Data for review =
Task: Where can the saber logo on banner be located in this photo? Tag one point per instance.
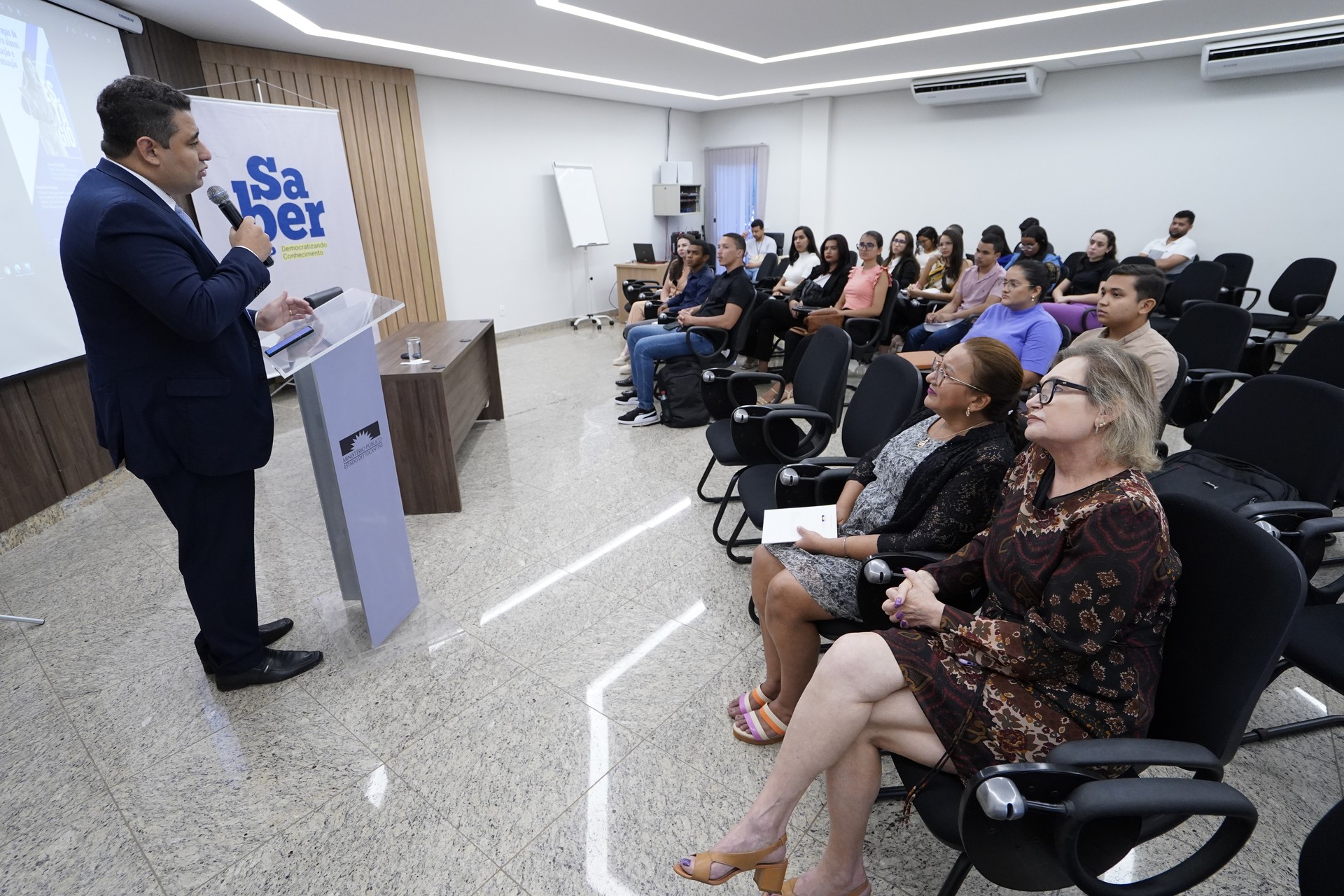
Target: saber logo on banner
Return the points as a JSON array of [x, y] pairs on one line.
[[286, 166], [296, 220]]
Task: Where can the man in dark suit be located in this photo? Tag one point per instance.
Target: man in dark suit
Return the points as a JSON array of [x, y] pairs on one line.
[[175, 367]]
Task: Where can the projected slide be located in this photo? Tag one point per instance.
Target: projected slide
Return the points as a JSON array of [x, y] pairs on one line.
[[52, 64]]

...

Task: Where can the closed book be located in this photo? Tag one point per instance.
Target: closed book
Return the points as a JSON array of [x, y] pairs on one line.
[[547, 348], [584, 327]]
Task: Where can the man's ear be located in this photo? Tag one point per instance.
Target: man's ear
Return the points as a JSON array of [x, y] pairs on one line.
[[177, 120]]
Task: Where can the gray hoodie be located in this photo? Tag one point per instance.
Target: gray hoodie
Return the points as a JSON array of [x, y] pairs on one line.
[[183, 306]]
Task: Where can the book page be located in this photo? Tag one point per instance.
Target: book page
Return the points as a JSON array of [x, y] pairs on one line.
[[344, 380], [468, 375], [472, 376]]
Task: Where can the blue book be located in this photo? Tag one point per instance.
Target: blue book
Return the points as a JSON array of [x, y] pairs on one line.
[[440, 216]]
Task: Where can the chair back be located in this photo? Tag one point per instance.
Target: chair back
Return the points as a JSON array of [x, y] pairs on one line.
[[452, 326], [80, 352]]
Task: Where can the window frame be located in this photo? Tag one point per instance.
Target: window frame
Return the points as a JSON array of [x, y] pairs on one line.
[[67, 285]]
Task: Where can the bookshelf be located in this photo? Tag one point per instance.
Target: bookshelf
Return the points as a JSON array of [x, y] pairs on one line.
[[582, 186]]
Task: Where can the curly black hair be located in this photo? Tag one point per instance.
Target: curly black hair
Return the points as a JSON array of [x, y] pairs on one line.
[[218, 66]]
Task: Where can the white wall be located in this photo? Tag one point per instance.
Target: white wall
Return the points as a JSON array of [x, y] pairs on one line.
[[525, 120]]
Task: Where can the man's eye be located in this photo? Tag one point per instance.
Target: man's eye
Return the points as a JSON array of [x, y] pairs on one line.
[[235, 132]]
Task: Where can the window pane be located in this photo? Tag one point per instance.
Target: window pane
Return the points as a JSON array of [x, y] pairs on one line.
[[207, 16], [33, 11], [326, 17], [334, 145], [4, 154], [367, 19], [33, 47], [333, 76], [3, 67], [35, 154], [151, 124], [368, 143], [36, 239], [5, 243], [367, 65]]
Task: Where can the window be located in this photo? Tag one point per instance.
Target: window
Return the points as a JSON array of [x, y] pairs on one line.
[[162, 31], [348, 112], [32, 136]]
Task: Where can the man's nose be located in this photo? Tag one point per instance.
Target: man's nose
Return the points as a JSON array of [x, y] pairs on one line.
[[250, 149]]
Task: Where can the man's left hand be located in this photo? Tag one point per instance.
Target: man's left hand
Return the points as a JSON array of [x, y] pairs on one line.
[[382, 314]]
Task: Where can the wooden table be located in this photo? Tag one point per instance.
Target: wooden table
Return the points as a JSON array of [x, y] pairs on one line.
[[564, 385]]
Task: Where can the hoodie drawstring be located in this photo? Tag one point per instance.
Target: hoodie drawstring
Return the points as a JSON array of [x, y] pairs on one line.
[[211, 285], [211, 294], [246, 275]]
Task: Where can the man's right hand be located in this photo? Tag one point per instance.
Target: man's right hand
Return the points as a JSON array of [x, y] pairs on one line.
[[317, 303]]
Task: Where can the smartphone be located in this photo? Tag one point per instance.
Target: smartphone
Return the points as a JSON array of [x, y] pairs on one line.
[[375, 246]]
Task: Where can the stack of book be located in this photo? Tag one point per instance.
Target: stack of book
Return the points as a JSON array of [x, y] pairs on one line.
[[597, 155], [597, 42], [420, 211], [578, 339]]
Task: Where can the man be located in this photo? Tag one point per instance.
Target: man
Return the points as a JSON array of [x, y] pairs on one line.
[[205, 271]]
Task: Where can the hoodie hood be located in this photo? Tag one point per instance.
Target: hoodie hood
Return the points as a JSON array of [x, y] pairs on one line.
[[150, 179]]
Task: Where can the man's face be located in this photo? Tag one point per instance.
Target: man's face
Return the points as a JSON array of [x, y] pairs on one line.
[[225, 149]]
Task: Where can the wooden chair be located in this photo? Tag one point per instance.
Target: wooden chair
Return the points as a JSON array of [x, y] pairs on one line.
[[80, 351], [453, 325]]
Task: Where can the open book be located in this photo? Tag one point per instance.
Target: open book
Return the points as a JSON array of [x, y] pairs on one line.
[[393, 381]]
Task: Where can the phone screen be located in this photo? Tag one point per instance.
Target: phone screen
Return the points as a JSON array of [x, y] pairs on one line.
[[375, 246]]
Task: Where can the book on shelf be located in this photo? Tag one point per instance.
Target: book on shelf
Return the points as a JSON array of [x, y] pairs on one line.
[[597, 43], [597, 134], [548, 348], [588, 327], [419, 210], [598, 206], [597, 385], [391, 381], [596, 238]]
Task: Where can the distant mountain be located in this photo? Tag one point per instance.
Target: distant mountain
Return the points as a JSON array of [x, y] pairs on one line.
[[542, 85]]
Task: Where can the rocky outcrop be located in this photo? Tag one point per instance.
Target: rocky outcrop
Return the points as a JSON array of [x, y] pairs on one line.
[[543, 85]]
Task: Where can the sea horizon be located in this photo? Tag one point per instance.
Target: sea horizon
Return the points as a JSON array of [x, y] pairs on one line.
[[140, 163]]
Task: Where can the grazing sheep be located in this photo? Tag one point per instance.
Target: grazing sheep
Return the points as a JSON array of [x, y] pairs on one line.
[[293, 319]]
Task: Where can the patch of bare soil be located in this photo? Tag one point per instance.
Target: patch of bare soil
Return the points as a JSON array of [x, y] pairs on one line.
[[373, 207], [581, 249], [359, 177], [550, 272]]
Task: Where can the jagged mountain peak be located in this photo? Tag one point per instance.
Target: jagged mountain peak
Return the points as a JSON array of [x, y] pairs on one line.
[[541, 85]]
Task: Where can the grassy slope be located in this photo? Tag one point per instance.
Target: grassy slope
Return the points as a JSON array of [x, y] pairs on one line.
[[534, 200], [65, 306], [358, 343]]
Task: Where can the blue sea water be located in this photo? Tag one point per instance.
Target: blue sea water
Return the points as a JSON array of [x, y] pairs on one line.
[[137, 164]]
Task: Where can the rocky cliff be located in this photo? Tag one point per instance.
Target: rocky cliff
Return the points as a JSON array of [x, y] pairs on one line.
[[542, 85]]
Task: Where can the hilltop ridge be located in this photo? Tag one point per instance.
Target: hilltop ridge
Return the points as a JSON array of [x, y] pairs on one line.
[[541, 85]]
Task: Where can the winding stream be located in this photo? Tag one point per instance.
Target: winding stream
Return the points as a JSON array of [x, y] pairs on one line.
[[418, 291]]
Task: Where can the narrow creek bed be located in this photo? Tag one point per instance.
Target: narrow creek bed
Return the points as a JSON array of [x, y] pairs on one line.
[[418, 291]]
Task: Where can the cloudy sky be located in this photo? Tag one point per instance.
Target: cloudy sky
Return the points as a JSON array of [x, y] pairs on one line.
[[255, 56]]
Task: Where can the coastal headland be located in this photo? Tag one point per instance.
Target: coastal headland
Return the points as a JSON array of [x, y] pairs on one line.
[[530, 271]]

Action item = An exact, complete copy of the lines above from the one with "Target: bookshelf" through the one with "Target: man's eye" is the whole answer.

Problem solution =
Target: bookshelf
Return the points as a JSON array of [x, y] pairs on one line.
[[582, 186]]
Task: Where can the curly black hair be located in this photo? Tag one point per instance.
Target: curly black hair
Return the points as a JSON array of [x, y] pairs on one line.
[[218, 66]]
Task: Where can the white wall be located in this photo? Tag one point per instance.
Target: white wall
Return the points as a JSON array of [x, y] pairs on one line.
[[525, 120]]
Task: Where can the man's eye be located in this photo? Tag one point per instance.
Target: man's eye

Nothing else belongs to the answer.